To-do list —
1/ Translate this sentence from the air compressor text into Spanish: "While reciprocating air compressors are older technology, they are also more affordable and are usually used in portable applications."
2/ Reproduce the air compressor text verbatim, starting at "More Features to" and ending at "periodic oil changes.".
3/ In one to three sentences, explain the benefit the air compressor text gives for a low-oil shutdown feature.

One main component of an air compressor is its power source. Electric, gas, and diesel are the three main sources of fuel, and they each have different pros and cons. Electric air compressors are generally better for indoor applications where noise is an issue and there is an outlet nearby. Electric compressors are also usually smaller. After you have decided on the fuel source for your compressor, you must determine what size will work for you. To do this, you simply use the highest cfm rating of your tools, and then increase it by approximately 20% - 25%.
Now you must choose between reciprocating or rotary screw air compressors for typical applications. Although centrifugal air compressors are also an option, these heavy-duty models are only needed and economical for exceptionally large uses such as power plants. While reciprocating air compressors are older technology, they are also more affordable and are usually used in portable applications. However, the prices on rotary screw air compressors are becoming lower as time goes on.
More Features to consider when purchasing an Air Compressor
- ASME (American Society of Mechanical Engineers) tank
- Belt-driven Air Compressor — Belt-driven compressors generally have a longer life, with less vibration and heat transferring from the motor/engine to the pump.
- Cast iron cylinder or cast iron pump sleeves — Cast iron is typically the standard material for cylinders
- Fully packaged unit with premounted and prewired magnetic motor start, dual control, belt guard mounted air cooled after cooler and electric condensate drain
- Low-oil shutdown prevents downtime and costly repairs resulting from low oil levels
- Oil-Free (or Oil-less) compressors are virtually maintenance-free performers for light- to general-duty applications. No need for periodic oil changes.

Record set —
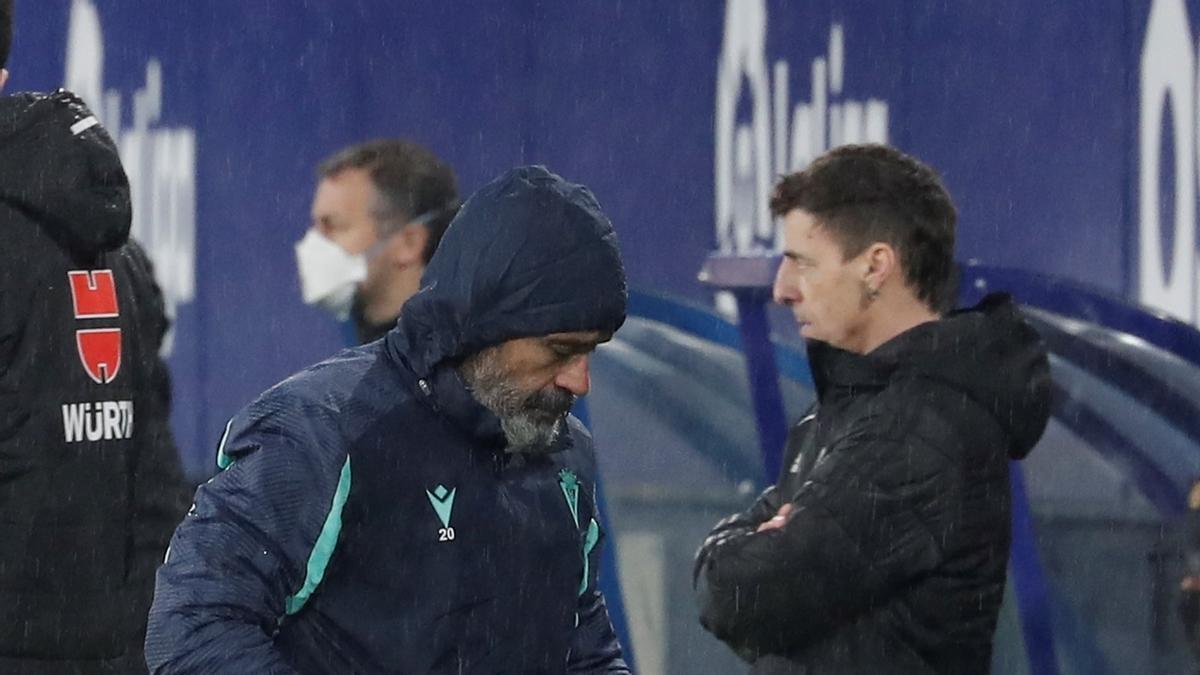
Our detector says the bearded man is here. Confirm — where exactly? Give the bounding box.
[146,167,629,674]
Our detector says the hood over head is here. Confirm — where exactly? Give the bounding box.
[388,166,628,377]
[0,89,132,255]
[809,293,1051,459]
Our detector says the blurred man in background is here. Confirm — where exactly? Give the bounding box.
[296,139,458,344]
[0,0,187,674]
[695,145,1050,675]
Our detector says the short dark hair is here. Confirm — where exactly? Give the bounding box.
[317,138,458,263]
[0,0,12,68]
[770,144,958,311]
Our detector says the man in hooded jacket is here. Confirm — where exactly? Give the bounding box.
[0,0,187,674]
[695,145,1050,675]
[146,167,628,675]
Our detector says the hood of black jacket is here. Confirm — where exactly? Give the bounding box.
[388,166,628,377]
[0,89,132,255]
[809,293,1051,459]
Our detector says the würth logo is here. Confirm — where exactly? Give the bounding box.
[67,269,121,384]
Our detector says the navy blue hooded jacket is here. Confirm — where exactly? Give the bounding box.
[146,167,628,674]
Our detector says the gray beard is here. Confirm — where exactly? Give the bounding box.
[458,347,575,454]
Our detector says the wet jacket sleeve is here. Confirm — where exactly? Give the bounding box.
[566,518,629,675]
[146,422,348,674]
[695,427,947,659]
[120,240,191,652]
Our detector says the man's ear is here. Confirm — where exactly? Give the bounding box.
[388,222,430,267]
[863,241,900,291]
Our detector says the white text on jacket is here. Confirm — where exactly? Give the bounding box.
[62,401,133,443]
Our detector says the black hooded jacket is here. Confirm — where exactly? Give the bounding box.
[695,294,1050,675]
[0,91,186,673]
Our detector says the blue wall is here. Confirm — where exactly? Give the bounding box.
[10,0,1200,470]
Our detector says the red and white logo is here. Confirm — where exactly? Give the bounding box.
[67,269,121,384]
[67,269,120,318]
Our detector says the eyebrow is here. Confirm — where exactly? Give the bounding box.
[784,251,812,263]
[546,334,612,352]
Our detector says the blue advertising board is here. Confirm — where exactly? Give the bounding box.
[10,0,1200,472]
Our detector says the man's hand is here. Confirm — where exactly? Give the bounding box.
[755,503,792,533]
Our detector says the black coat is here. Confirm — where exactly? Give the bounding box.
[696,295,1050,675]
[0,91,187,674]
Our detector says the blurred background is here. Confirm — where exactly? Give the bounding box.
[8,0,1200,675]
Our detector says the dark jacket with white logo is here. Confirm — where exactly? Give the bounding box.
[146,167,628,675]
[0,91,187,673]
[696,295,1050,675]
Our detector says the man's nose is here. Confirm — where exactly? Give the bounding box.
[770,261,800,305]
[554,354,592,396]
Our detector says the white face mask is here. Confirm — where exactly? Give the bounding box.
[296,229,367,321]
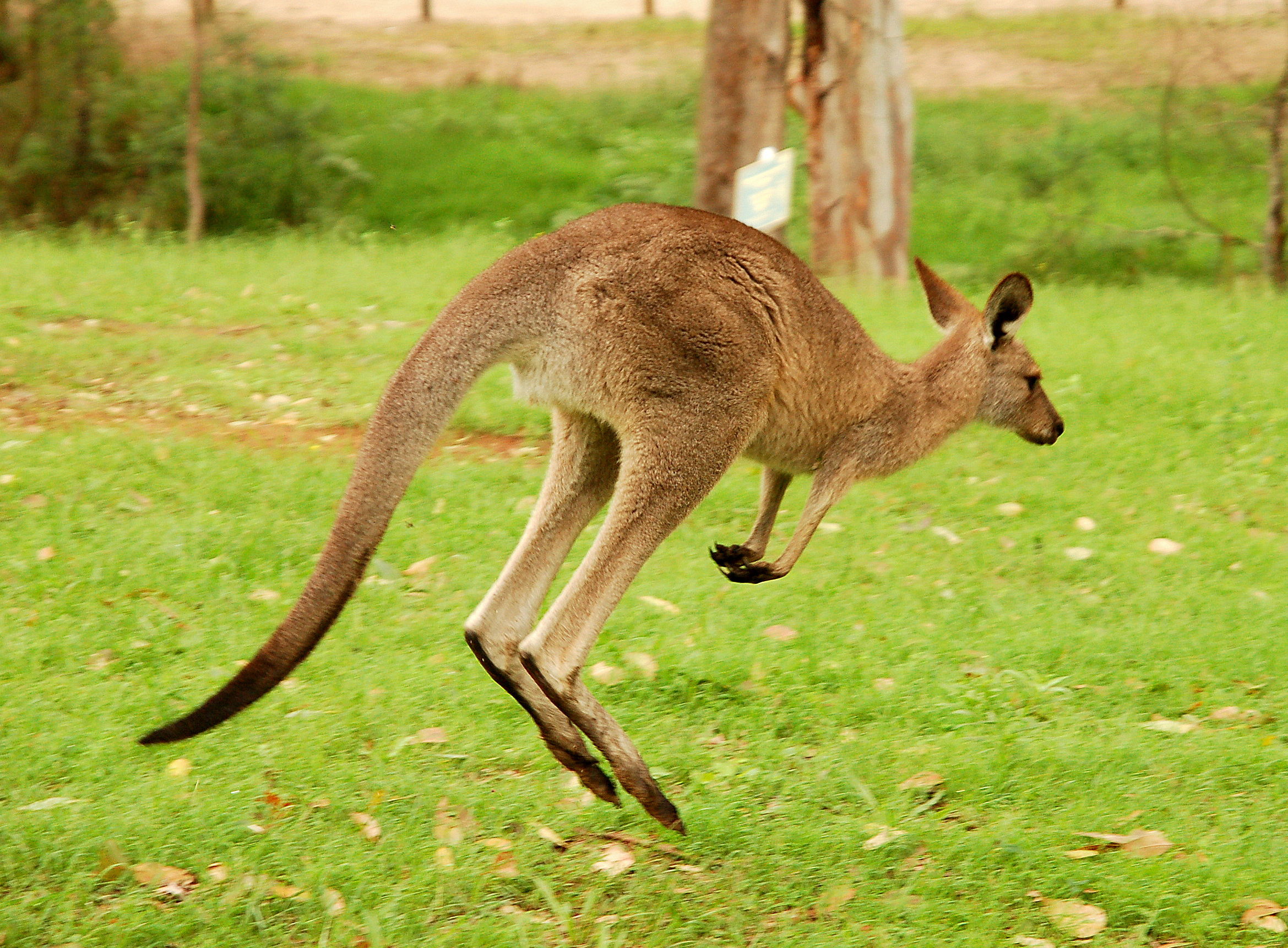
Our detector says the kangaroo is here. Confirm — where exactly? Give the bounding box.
[140,203,1064,832]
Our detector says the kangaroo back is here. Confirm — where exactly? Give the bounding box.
[139,296,514,745]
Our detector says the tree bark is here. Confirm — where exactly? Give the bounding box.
[183,0,215,243]
[1261,20,1288,290]
[800,0,913,281]
[693,0,792,224]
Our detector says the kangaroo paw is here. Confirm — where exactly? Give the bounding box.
[711,544,756,570]
[724,563,787,582]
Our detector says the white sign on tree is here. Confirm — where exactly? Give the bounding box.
[733,148,796,231]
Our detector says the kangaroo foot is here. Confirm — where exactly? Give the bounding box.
[724,563,787,582]
[710,544,756,570]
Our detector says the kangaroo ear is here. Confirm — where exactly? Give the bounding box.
[984,273,1033,346]
[913,256,977,331]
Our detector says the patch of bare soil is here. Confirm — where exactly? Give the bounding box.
[125,0,1280,24]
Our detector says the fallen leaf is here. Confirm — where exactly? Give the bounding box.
[1140,715,1199,734]
[590,842,635,876]
[134,863,197,899]
[349,812,380,842]
[899,770,944,789]
[492,849,519,879]
[590,662,626,685]
[623,652,657,679]
[322,889,345,917]
[1239,899,1288,934]
[761,626,800,641]
[403,556,438,576]
[636,597,680,616]
[863,826,908,850]
[1029,892,1109,938]
[85,648,116,671]
[1078,830,1173,857]
[930,527,962,544]
[18,796,89,812]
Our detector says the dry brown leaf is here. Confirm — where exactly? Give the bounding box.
[590,662,626,685]
[133,863,197,899]
[349,812,380,842]
[1029,892,1109,938]
[636,597,680,616]
[623,652,657,679]
[322,889,346,918]
[85,648,116,671]
[1140,715,1202,734]
[863,826,908,849]
[899,770,944,789]
[492,849,519,879]
[590,842,635,876]
[403,556,438,576]
[1239,899,1288,933]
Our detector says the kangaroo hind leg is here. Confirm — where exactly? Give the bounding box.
[519,416,749,832]
[465,408,618,804]
[711,468,792,571]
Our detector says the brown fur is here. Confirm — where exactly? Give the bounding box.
[143,205,1064,831]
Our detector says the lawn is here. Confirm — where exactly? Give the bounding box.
[0,229,1288,948]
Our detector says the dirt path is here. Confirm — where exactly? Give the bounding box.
[131,0,1280,23]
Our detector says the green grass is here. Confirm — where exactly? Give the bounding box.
[300,81,1265,282]
[0,235,1288,948]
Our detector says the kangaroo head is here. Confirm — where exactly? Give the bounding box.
[917,260,1064,445]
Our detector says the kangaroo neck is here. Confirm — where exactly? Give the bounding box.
[890,321,988,466]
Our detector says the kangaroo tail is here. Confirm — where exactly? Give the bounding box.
[139,304,510,745]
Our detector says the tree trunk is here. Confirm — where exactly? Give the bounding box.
[1261,26,1288,290]
[183,0,215,243]
[800,0,912,281]
[693,0,792,226]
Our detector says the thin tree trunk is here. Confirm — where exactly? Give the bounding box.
[800,0,913,279]
[183,0,215,243]
[693,0,791,227]
[1261,19,1288,290]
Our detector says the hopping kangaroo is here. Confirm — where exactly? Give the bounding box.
[142,205,1064,832]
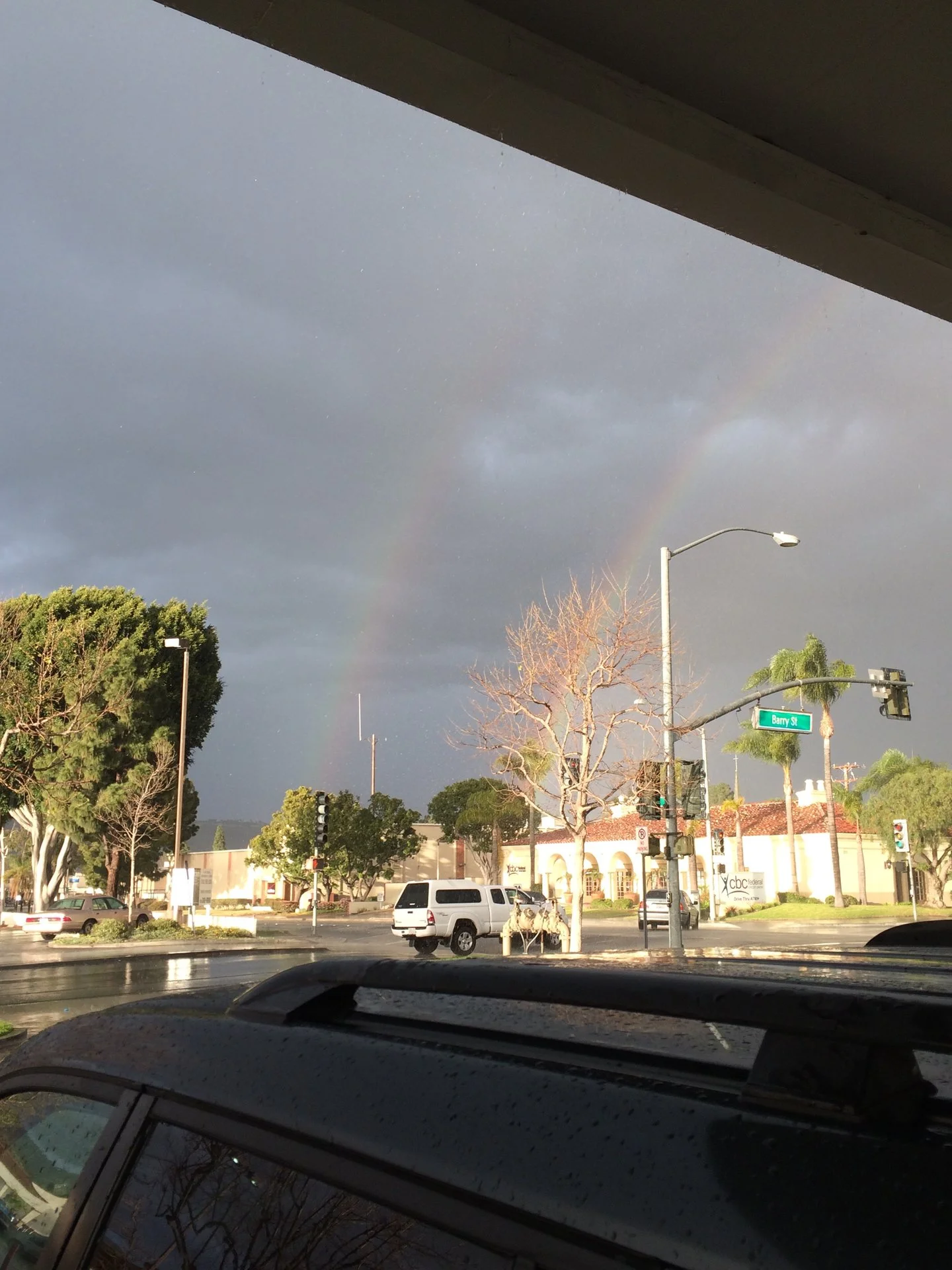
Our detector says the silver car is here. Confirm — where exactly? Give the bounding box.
[23,896,152,943]
[639,890,701,931]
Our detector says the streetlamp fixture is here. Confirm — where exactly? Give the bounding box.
[163,635,188,922]
[661,526,800,949]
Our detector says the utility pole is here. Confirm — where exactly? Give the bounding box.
[660,548,684,949]
[701,728,715,922]
[357,692,386,798]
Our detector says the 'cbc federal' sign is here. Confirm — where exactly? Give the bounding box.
[717,874,767,904]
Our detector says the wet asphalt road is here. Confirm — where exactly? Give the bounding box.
[0,951,320,1033]
[0,919,904,1033]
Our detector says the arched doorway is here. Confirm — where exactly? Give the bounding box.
[604,851,635,899]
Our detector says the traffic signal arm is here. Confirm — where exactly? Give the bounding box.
[675,672,915,737]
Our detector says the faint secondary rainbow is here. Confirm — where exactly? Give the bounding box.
[612,279,850,580]
[311,279,850,784]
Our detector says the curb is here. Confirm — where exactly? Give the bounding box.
[0,940,330,970]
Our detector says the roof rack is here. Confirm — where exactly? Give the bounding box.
[229,958,952,1124]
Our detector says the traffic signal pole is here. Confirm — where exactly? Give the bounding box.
[660,548,684,950]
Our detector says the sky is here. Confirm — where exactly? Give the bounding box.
[0,0,952,820]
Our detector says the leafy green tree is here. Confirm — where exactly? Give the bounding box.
[862,755,952,908]
[0,587,222,906]
[327,790,421,899]
[708,781,734,806]
[426,776,526,881]
[723,720,800,894]
[247,785,318,898]
[748,635,855,908]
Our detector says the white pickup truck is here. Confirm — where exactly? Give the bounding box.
[391,878,533,956]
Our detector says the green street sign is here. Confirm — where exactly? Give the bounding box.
[750,706,814,732]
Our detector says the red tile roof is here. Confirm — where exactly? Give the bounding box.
[506,799,855,847]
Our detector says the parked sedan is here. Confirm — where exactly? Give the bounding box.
[639,890,701,931]
[23,896,152,941]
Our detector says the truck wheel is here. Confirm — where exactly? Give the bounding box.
[450,922,476,956]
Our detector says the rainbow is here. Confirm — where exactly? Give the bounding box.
[311,279,853,790]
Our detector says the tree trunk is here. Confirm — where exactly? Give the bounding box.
[783,763,800,896]
[569,831,585,952]
[734,808,745,872]
[530,806,536,890]
[105,847,119,899]
[820,706,843,908]
[855,817,869,904]
[43,833,72,908]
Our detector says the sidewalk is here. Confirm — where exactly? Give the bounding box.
[0,931,329,970]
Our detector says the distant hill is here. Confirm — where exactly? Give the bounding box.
[188,820,266,851]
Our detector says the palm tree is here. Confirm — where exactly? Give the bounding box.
[723,722,800,896]
[748,635,855,908]
[833,786,869,904]
[721,791,744,872]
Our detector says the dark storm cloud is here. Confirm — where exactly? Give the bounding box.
[0,0,952,817]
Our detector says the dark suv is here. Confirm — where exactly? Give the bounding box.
[0,954,952,1270]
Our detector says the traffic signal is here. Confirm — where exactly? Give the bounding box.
[869,665,912,720]
[313,790,327,856]
[680,759,707,820]
[635,759,666,820]
[892,820,909,853]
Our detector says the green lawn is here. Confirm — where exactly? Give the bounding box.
[725,904,952,922]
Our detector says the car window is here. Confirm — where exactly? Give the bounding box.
[0,1093,113,1270]
[393,881,430,908]
[87,1125,512,1270]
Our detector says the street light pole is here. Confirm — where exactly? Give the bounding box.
[660,526,800,949]
[165,639,188,922]
[660,548,684,949]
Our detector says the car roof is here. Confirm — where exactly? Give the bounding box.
[0,954,952,1266]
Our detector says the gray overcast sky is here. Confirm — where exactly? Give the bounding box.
[0,0,952,819]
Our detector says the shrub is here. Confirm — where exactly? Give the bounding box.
[87,917,132,944]
[132,917,188,940]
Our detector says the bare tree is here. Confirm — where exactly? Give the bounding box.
[95,739,178,922]
[466,578,660,952]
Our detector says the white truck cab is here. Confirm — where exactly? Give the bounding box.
[391,878,532,956]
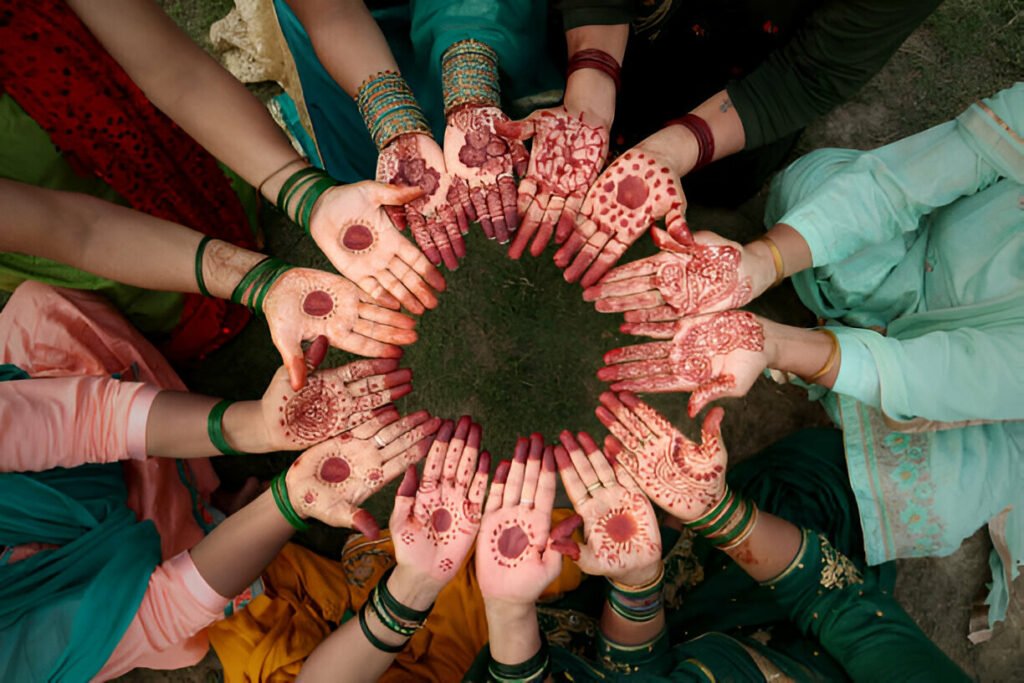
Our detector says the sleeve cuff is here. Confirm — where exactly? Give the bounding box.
[829,328,882,408]
[125,384,160,460]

Task solutions —
1/ Aunque los compresores de aire alternativos son una tecnología más antigua, también son más asequibles y suelen utilizarse en aplicaciones portátiles.

2/
More Features to consider when purchasing an Air Compressor
- ASME (American Society of Mechanical Engineers) tank
- Belt-driven Air Compressor — Belt-driven compressors generally have a longer life, with less vibration and heat transferring from the motor/engine to the pump.
- Cast iron cylinder or cast iron pump sleeves — Cast iron is typically the standard material for cylinders
- Fully packaged unit with premounted and prewired magnetic motor start, dual control, belt guard mounted air cooled after cooler and electric condensate drain
- Low-oil shutdown prevents downtime and costly repairs resulting from low oil levels
- Oil-Free (or Oil-less) compressors are virtually maintenance-free performers for light- to general-duty applications. No need for periodic oil changes.

3/ A low-oil shutdown prevents downtime and costly repairs that would otherwise result from low oil levels.